*** Records for the exercise Section Begins ***
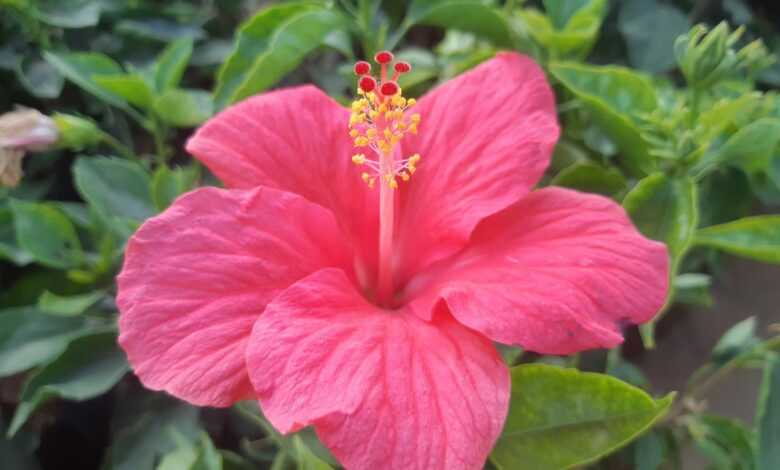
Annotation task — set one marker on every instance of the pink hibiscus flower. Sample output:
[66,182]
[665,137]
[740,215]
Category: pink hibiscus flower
[357,271]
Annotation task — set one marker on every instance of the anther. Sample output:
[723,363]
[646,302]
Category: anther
[389,88]
[383,57]
[367,83]
[362,67]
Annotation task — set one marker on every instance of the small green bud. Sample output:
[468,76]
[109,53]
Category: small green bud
[77,133]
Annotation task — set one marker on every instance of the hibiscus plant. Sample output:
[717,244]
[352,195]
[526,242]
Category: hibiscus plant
[367,234]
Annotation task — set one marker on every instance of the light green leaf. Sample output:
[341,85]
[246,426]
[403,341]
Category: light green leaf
[47,234]
[592,178]
[89,367]
[271,44]
[184,108]
[68,305]
[131,87]
[665,209]
[168,184]
[169,66]
[753,237]
[768,416]
[613,95]
[118,190]
[29,338]
[465,15]
[650,29]
[67,13]
[560,418]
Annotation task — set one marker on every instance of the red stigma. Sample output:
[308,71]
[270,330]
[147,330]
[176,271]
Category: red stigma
[362,67]
[367,83]
[389,88]
[383,57]
[403,67]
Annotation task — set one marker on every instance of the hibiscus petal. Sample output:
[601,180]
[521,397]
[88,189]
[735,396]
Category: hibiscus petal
[383,389]
[196,278]
[297,140]
[557,273]
[485,138]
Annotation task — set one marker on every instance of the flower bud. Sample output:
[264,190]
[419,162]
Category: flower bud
[76,133]
[27,130]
*** Records for the exercise Section Ends ***
◆ Problem details ◆
The result should be every entry, word for word, and no pictures.

◆ Answer area ◆
Annotation task — set one marker on every instance of the pink hibiscus flower. Sample output:
[66,182]
[665,137]
[740,215]
Category: pink hibiscus flower
[357,271]
Annotation task — set one marker on every instance of the anther. Sample output:
[723,363]
[646,302]
Category: anther
[389,88]
[383,57]
[367,83]
[362,67]
Annotation task — set one marker on every instance of the small green bud. Sample output:
[468,76]
[109,53]
Category: small green bud
[77,133]
Annotation task — set one marker on every instance of the hibiscus plant. Sample output:
[717,244]
[352,195]
[526,242]
Category: hibiscus plant
[367,234]
Annotation task — set one marker on every instance of the light green leaf. Sample output:
[341,85]
[246,426]
[403,341]
Category: light green leaf
[47,234]
[592,178]
[89,367]
[271,44]
[184,108]
[68,305]
[131,87]
[665,209]
[168,184]
[169,66]
[753,237]
[768,416]
[613,95]
[118,190]
[29,338]
[465,15]
[650,29]
[67,13]
[560,418]
Annotation task — set one marker on every instance of the red stigma. Sample output:
[308,71]
[270,330]
[147,330]
[176,271]
Category: red stigma
[362,67]
[367,83]
[389,88]
[383,57]
[403,67]
Annotation task — set one marker on every instance of the hibiscus petal. Sample output:
[601,180]
[521,397]
[88,189]
[735,396]
Category: hibiscus petal
[383,389]
[196,278]
[297,140]
[557,273]
[485,138]
Annotation task — set one marker on every instance of the flower bud. Sample output:
[264,190]
[419,162]
Category: flower bud
[76,133]
[27,130]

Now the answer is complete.